SOURCE DOCUMENT.
· · ·

Continuing the lecture series in Hebrews. Please remember that these notes were written to be spoken, not for written delivery. They are the notes from a course on Hebrews given at Ballynahinch Congregational Church. Lecture four is too long for one post, so it will be posted in three sections. Read Hebrews 5 & 6.

Themes in Hebrews – Lesson 4

Text. Hebrews 5 & 6
A quick overview. The Hebrews Christians, possibly in Italy, are facing a fierce period of persecution, and they are worried. Who wouldn’t be? A suggestion must have been made in the church, that they would be better off returning to their old Judaistic religion. After all Jews enjoyed a measure of protection, and they had so much in their favour. The Jews had angels watching over them. The Jews had Abraham. The Jews had Moses. All that the Christians seem to have is Jesus!

So, the author goes on to explain that Jesus is far superior to the angels, and far superior to the prophets (for Moses was the greatest of the prophets). Because Jesus is superior, we must never go back to anything we had before. The great test of our salvation is that we will persevere, right to the end of life, and we will enter into the rest that God has prepared for us. To help us, the author tells us that we must read God’s Word, and we must pray. There’s yet another temptation to apostatise…

1. The Jews Have a High Priest. Hebrews 4:14-5:9
This course is Themes in Hebrews. We’ve seen two of those themes; the superiority of Christ and the perseverance of the believer. This theme, the Great High Priesthood of Christ is one of the major themes of the book. (The concept of Christ as our Great High Priest is Hebrews’ primary contribution to NT thought). Because of its importance we need to spend some time on this, and this is our introduction to the theme.

Many people value a ‘figurehead’. Nationally, we have great affection for HM the Queen. We value her sense of duty and her dignity. She embodies the values of the nation. Her 2011 Christmas Day Speech was an inspiration; a call for the nation to return to faith in Christ. In times of national distress the reigning monarch became a great asset to the nation. During the Second World War, the role of the king was to inspire the troops and the general population, to give the people courage and comfort, to be with them in a time of great need.
In NI, in past days, many evangelicals regarded Ian Paisley as a figurehead. Even if they did not belong to his denomination, or agree with his politics, they did see him as someone who would be uncompromising in his stand for Christian truth and Christian values.

The Jews had a religious figurehead. They had the High Priest at Jerusalem. He was their leader, a man who not only acted as their priest, as their supreme religious leader, but was an inspiration to them. He embodied and symbolised their national identity and national aspirations. He was someone to look up to, and to follow in times of difficulty. Wouldn’t the Hebrew Christians in Italy be better off returning to their Judaism, so that they would have the comfort of looking to a great national leader when this awful persecution worsened? The Hebrew Author says NO! We have a better High Priest, for we have Jesus. But how could Jesus be a High Priest? Jesus was of the tribe of Judah, and people of that tribe were debarred from serving as priests. So Hebrews sets out the qualifications of a High Priest, and then goes on to show how Jesus not only meets those qualifications but exceeds them.

· · ·

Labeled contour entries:
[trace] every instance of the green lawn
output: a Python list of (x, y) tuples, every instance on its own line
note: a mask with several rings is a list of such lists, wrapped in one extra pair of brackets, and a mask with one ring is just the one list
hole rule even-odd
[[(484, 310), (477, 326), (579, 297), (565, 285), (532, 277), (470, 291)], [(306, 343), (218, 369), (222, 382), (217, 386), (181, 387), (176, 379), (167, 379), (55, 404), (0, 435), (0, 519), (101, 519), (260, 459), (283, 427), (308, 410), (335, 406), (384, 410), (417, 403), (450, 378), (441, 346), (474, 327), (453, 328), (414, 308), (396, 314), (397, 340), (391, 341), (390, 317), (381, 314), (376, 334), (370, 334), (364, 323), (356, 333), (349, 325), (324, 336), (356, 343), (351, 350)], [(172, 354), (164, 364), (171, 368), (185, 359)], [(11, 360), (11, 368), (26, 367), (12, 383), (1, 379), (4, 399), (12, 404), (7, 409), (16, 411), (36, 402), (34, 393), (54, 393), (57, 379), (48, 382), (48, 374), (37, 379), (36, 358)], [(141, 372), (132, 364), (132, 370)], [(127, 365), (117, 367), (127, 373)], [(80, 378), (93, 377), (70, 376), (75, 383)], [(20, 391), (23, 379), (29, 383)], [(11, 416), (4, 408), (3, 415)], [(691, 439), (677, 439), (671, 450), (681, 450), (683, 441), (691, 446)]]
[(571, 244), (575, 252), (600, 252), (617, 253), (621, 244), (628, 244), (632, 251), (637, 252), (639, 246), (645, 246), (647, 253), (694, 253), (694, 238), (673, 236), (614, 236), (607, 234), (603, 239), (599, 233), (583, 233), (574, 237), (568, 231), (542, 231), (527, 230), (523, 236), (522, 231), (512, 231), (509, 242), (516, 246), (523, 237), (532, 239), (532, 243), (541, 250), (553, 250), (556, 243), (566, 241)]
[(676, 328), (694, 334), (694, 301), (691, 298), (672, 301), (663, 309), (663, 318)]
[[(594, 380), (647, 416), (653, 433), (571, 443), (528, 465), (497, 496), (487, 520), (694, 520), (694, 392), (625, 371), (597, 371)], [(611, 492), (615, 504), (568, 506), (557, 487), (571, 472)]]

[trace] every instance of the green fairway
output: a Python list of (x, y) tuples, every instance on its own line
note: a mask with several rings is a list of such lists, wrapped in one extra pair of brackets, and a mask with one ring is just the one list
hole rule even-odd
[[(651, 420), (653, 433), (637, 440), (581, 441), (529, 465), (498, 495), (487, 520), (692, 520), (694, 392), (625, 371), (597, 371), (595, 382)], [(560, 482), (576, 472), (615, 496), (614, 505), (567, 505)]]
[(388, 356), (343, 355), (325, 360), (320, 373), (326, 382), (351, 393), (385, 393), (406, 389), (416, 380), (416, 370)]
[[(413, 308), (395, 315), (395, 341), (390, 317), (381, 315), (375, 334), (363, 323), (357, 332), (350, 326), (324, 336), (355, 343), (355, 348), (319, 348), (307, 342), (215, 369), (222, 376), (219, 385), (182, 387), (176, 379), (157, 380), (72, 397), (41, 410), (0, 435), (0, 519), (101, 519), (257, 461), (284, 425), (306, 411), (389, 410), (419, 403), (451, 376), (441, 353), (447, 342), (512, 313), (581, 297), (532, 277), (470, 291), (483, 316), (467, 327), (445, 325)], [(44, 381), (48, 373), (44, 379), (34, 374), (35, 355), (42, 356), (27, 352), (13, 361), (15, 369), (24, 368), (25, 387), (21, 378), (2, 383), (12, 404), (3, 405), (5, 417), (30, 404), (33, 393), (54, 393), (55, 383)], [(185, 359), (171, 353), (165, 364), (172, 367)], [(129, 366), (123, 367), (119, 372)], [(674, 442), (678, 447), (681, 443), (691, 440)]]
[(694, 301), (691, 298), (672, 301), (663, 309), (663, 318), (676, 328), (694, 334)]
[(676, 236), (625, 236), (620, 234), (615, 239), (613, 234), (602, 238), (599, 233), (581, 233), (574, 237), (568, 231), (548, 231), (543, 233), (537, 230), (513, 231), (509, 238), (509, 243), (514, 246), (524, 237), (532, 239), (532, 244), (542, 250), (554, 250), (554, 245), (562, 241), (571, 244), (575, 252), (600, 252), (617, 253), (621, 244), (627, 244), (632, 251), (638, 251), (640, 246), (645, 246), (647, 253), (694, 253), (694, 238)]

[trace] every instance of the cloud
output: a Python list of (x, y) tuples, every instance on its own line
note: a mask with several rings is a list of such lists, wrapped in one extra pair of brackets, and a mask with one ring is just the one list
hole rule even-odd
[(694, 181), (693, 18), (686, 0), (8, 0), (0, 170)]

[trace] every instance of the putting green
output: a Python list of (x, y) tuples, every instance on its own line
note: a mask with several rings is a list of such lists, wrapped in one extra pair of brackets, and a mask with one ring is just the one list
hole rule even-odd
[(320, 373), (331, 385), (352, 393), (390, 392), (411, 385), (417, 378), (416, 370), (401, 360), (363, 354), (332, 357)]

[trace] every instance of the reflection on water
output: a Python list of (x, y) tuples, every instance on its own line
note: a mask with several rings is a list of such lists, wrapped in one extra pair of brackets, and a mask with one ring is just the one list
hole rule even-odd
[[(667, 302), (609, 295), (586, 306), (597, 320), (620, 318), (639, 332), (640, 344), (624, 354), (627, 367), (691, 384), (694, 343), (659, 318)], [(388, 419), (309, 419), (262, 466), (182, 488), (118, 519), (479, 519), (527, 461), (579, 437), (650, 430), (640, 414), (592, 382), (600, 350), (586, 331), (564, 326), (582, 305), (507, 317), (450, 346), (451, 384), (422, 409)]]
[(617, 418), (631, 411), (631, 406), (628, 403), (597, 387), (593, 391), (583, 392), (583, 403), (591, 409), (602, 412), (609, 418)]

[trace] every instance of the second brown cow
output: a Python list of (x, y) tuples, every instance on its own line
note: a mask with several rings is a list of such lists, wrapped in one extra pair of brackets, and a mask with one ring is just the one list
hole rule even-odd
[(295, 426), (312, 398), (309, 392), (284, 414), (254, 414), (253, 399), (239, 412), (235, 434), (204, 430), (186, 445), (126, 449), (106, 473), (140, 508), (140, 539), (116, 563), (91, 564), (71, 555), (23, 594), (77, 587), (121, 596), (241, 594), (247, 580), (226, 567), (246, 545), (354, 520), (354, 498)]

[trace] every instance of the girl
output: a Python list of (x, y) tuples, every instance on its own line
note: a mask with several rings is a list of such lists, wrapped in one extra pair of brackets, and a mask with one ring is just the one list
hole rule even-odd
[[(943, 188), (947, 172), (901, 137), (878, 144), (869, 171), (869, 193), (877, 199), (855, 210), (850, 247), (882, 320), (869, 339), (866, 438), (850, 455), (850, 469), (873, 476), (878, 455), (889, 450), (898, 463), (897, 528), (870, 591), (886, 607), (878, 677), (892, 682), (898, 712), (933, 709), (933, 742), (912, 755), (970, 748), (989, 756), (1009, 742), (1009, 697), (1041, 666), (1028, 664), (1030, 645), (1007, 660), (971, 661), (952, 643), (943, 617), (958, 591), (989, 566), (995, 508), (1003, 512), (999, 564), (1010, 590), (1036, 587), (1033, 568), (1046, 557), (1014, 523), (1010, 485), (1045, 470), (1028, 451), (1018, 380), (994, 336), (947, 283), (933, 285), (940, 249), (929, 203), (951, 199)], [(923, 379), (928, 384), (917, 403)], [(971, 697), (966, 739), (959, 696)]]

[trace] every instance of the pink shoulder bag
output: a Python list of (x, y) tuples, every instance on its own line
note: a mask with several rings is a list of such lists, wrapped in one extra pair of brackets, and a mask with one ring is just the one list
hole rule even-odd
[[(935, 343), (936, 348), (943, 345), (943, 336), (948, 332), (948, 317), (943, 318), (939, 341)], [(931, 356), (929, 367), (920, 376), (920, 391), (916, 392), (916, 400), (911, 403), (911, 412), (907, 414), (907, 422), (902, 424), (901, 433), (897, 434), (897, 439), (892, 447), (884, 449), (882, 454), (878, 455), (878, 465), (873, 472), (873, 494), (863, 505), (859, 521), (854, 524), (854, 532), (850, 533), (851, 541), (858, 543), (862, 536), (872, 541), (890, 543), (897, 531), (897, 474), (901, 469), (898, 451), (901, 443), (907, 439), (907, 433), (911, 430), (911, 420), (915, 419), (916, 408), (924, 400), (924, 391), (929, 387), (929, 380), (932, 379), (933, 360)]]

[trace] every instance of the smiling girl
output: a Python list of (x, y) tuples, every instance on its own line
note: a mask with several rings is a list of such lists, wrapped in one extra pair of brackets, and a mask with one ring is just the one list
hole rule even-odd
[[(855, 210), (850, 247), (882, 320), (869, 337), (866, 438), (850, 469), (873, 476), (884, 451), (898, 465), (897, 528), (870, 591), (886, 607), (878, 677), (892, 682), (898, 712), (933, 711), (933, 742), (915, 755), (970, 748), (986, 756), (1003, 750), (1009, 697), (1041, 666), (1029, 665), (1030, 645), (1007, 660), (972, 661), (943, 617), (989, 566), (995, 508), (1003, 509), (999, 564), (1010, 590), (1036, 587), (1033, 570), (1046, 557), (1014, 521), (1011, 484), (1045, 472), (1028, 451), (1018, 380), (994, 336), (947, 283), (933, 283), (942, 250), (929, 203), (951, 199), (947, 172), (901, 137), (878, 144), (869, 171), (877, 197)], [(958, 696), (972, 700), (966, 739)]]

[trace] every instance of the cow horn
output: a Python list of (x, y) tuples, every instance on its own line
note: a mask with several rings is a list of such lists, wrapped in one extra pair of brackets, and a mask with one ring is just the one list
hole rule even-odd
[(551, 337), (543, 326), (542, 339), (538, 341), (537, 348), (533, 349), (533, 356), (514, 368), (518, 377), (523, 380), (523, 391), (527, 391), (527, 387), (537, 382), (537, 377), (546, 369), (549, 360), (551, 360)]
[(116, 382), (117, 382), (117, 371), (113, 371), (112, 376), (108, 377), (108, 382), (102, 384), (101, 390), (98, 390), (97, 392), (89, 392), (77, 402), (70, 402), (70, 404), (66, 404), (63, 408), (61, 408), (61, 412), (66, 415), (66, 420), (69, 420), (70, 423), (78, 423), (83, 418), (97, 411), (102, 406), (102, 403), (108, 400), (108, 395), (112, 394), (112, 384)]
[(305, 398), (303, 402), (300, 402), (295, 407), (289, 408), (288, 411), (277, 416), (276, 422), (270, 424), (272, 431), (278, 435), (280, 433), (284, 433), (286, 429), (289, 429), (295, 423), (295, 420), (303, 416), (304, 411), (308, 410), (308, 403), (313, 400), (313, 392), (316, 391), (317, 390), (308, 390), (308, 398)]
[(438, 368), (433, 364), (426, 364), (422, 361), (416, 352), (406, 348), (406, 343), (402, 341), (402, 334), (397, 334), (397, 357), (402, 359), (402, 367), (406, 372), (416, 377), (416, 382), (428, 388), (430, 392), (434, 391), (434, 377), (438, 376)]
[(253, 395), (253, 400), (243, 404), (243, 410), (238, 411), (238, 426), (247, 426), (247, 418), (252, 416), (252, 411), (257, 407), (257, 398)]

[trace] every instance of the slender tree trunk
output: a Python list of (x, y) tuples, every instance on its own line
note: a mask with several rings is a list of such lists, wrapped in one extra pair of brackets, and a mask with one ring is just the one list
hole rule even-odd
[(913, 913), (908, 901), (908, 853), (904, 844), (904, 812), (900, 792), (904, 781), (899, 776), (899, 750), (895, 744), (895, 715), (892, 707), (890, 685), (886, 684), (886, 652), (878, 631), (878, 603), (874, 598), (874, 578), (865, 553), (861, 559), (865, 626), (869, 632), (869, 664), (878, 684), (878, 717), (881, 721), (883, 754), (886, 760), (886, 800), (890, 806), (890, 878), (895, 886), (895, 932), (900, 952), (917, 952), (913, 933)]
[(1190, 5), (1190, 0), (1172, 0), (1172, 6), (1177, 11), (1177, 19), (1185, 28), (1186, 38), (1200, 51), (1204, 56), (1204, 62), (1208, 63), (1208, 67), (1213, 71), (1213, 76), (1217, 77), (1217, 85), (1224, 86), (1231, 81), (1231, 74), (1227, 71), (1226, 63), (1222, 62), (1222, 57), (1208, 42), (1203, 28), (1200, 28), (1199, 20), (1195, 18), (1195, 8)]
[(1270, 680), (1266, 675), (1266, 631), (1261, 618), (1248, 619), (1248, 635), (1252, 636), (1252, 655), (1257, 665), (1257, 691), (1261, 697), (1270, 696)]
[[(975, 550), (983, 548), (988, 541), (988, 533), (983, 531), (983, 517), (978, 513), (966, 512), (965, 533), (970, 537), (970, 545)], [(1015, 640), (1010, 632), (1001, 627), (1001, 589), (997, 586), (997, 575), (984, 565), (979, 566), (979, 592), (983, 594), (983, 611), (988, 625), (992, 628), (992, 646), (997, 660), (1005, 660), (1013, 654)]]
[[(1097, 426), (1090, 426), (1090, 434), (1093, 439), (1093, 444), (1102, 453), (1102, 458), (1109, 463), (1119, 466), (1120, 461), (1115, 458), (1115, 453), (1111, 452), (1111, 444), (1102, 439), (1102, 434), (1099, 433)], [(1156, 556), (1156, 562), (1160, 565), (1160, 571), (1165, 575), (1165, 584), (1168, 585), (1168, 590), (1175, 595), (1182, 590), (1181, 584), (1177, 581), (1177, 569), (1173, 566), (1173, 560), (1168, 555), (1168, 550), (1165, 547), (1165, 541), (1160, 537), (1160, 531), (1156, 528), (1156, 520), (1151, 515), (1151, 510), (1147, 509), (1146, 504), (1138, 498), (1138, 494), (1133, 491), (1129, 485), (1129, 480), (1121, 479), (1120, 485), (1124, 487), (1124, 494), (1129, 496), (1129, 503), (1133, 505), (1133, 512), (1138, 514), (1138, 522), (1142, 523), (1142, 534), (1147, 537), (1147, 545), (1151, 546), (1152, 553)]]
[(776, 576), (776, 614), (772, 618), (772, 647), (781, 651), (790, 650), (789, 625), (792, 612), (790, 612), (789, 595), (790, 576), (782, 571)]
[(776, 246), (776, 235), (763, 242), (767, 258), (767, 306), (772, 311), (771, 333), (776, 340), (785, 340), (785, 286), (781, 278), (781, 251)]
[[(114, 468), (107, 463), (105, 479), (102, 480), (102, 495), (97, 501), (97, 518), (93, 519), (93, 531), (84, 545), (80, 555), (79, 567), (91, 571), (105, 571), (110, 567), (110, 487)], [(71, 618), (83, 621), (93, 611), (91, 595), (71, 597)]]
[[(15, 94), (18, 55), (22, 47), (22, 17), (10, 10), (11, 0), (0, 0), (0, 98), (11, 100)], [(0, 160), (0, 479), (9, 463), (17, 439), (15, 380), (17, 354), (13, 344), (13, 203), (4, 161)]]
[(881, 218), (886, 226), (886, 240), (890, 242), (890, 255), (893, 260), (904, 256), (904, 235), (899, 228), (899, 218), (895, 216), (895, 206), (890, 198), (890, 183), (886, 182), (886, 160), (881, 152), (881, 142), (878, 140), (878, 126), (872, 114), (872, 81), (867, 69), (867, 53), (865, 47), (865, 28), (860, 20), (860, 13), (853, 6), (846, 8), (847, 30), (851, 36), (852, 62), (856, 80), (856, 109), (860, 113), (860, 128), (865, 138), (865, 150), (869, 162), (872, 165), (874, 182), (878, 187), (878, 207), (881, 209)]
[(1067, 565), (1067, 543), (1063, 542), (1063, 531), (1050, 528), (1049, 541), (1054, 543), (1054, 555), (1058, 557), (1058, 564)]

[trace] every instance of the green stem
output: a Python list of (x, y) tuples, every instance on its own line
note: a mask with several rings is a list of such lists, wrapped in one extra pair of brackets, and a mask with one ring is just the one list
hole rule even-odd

· · ·

Please continue the lecture on Hebrews from the point where it stops. These lines have no connection to the lecture on Hebrews.

ANSWER FOR THIS EXERCISE.
The qualifications of the High Priest

He must be a man. 5:1 For every high priest taken from among men is ordained for men in things pertaining to God, that he may offer both gifts and sacrifices for sins. So the purpose of the Priest is to represent men before God. To adequately perform that task he must be a man himself. Now this may be stating the obvious, but it is vitally important, for Christ, in his humanity, in his incarnation, took upon himself perfect manhood, so the he could bear our sins, as our representative at Calvary. The priest was TAKEN FROM AMONG MEN. So was Christ.
Note carefully the spiritual task of the OT priest, so that we can compare it with the work of Christ. He was to offer gifts and sacrifices for sins. But which sins? It’s important to note that in the OT economy sacrifices without repentance on the part of the one making the sacrifice was ineffective in dealing with sin. Consider…

Heb. 10:26 For if we sin wilfully after that we have received the knowledge of the truth, there remaineth no more sacrifice for sins.
Lev. 4:2 Speak unto the children of Israel, saying, If a soul shall sin through ignorance against any of the commandments of the LORD concerning things which ought not to be done, and shall do against any of them.
Lev. 4:26 And he shall burn all his fat upon the altar, as the fat of the sacrifice of peace offerings: and the priest shall make an atonement for him as concerning his sin, and it shall be forgiven him.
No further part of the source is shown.